> **TAREAS DEL EJERCICIO**:
- a) Reproduce literalmente el fragmento del relato del Camino que va desde "En el post anterior" hasta "de molinos eólicos.", ambos incluidos.
- b) Contesta estas preguntas a partir del relato del Camino:
(i) ¿Cuántos kilómetros separan Sangüesa de Monreal?
(ii) ¿De qué ciudad era Carlos?
(iii) ¿Qué altitud tiene el alto de Aibar?
- c) Prosigue el relato del Camino a partir de su última oración.

> **TEXTO DE LECTURA**:
######

Las dos siguientes jornadas (sexta y séptima si contamos como primera esos primeros 8 kilómetros entre Somport y Canfranc-estación) me (nos) llevarían de Sangüesa a Monreal (27,2 kms) y desde esta a Puente la Reina (30,6 kms) donde se juntan los dos sectores, navarro y aragonés, para comenzar un único camino francés (en realidad son 4 las rutas principales que llegan desde Francia, 3 entran por Roncesvalles y otra por Somport).
Tras salir del albergue, en el que dormimos en unas agradecidas camas bajas en lugar de en literas, y atravesar el puente de la localidad, caminamos poco más de 2 kilómetros antes de tomar una importante decisión, ir por el camino oficial, por la localidad de Rocaforte o por una alternativa, por la Foz de Lumbier. Como no salimos juntos del todo, Carlos, María, Beatriz y yo, tomamos el camino oficial, unos 7 kilómetros más corto que la otra opción, mientras que Giro, Francesca, Antonio e Isabel, tomaron el más largo, no por que quisieran, sino porque se habían encontrado con el catalán, que por supuesto tenía que escoger la opción más complicada, y les confundió.
En el post anterior os había adelantado que Carlos era un peregrino canario, de Las Palmas, que hacía el camino en bicicleta. El día anterior, supongo que al ver al grupo tan unido, nos había preguntado con su acento inconfundible si podía hacer la etapa andando con nosotros. La respuesta, evidentemente, fue sí. Yo pensaba que dejaría la bicicleta en el albergue, haría la jornada caminando y cogería un bus para volver a por la bicicleta y seguir su camino a la mañana siguiente, pero no, no fue así, sino que salió "arrastrando la bici", sorprendiéndonos a todos al ver que tendría que ir así esos casi treinta kilómetros por senderos no siempre fáciles.
La etapa fue especialmente bonita, con mucha vegetación, pequeños senderos, alguna que otra cuesta importante para ascender hasta el alto de Aibar (715 m) y viento, bastante viento, no en vano, en la zona había un parque de molinos eólicos.
Esos días la península vivía una terrible ola de calor de la que solo se libraba una pequeña zona, no sé por qué razón, pero resulta que era Navarra, lo que nos hizo más agradable nuestro camino. A Carlos le gustó tanto la experiencia (recuerdo que nos comentó que el creía que ir a pie sería aburrido, él prefería la velocidad de la bicicleta, opinión que cambió al comprobar como se disfrutaba más del paisaje y sobre todo de la conversación) que al final nos "pidió permiso" de nuevo para volver a caminar con nosotros el siguiente día.

######

> **DATOS PROPORCIONADOS**:

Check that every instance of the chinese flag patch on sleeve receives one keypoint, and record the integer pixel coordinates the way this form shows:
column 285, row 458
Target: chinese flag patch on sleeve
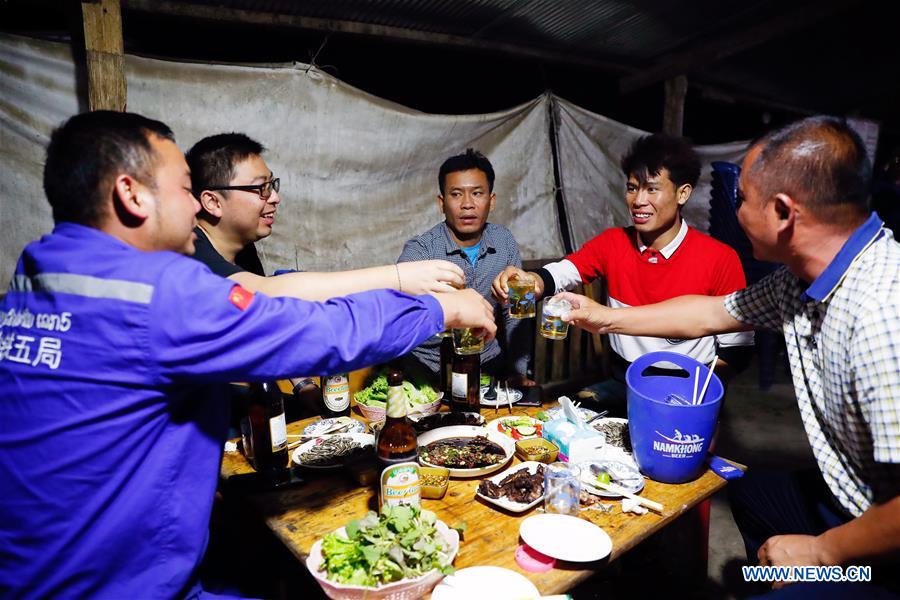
column 240, row 297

######

> **RESPUESTAS POR TAREA**:
- a)
En el post anterior os había adelantado que Carlos era un peregrino canario, de Las Palmas, que hacía el camino en bicicleta. El día anterior, supongo que al ver al grupo tan unido, nos había preguntado con su acento inconfundible si podía hacer la etapa andando con nosotros. La respuesta, evidentemente, fue sí. Yo pensaba que dejaría la bicicleta en el albergue, haría la jornada caminando y cogería un bus para volver a por la bicicleta y seguir su camino a la mañana siguiente, pero no, no fue así, sino que salió "arrastrando la bici", sorprendiéndonos a todos al ver que tendría que ir así esos casi treinta kilómetros por senderos no siempre fáciles.
La etapa fue especialmente bonita, con mucha vegetación, pequeños senderos, alguna que otra cuesta importante para ascender hasta el alto de Aibar (715 m) y viento, bastante viento, no en vano, en la zona había un parque de molinos eólicos.

- b)
(i) 27,2 kilómetros.
(ii) De Las Palmas.
(iii) 715 metros.

- c)
Cuando ya nos íbamos acercando a Monreal, vimos como nos sobrepasaba una locomotora humana, con el que más tarde coincidiríamos en el albergue. Era Thierry, un francés que había salido nada menos que desde Toulouse y que hacía cada jornada entre 40 y 50 kilómetros. Creo que para entonces ya nos habíamos encontrado con la pareja de italianos y almerienses, puesto que llegamos todos juntos al albergue. El albergue parecía cerrado por lo que llamamos a un teléfono que ponía en la puerta para contactar con una de las albergueras, que resultó muy simpática y servicial. Mientras unos decidían pasar por la ducha otros quisimos ir a comer, pues era bastante tarde, más de las cuatro.
En el único bar del pueblo, perteneciente a la parroquia, apenas nos pudieron dar algo pero nos ofrecieron la posibilidad de encargar la cena. A Thierry le sorprendió y encantó por igual algo bastante común en nuestros bares, pedir un cubo de cervezas. A nosotros nos gustó más el hecho de que al estar el salón del bar en una primera planta y la terraza en la calle, te bajaban el cubo de cervezas mediante un sistema de poleas.
Charlando se nos ocurrió que podíamos aprovechar que el albergue tenía cocina y hacer una cena para todo el grupo. La opción elegida: pasta. Por supuesto, teniendo italianos en el grupo ya sabíamos quienes se iban a encargar de cocinar.
Por la noche, repetimos la opción de la terraza, con la pena de ver que delante de nosotros una anciana se ponía mala y se la tuvieron que llevar en ambulancia.
Esa noche sería la última de Antonio e Isabel, que se habían propuesto hacer 100 kilómetros para luego pasar unos días en San Sebastián, si mal no recuerdo, y de Giro y Francesca, que aunque caminarían algo más al día siguiente en lo que sería su última jornada, tenían otros plantes. Aunque solo habían sido unas cuantas jornadas con ellos, creo que a todos nos resultó difícil despedirnos a la mañana siguiente, mostrando así algo de la magia del Camino. Thierry, por supuesto, necesitaba ir a otro ritmo y salió más pronto.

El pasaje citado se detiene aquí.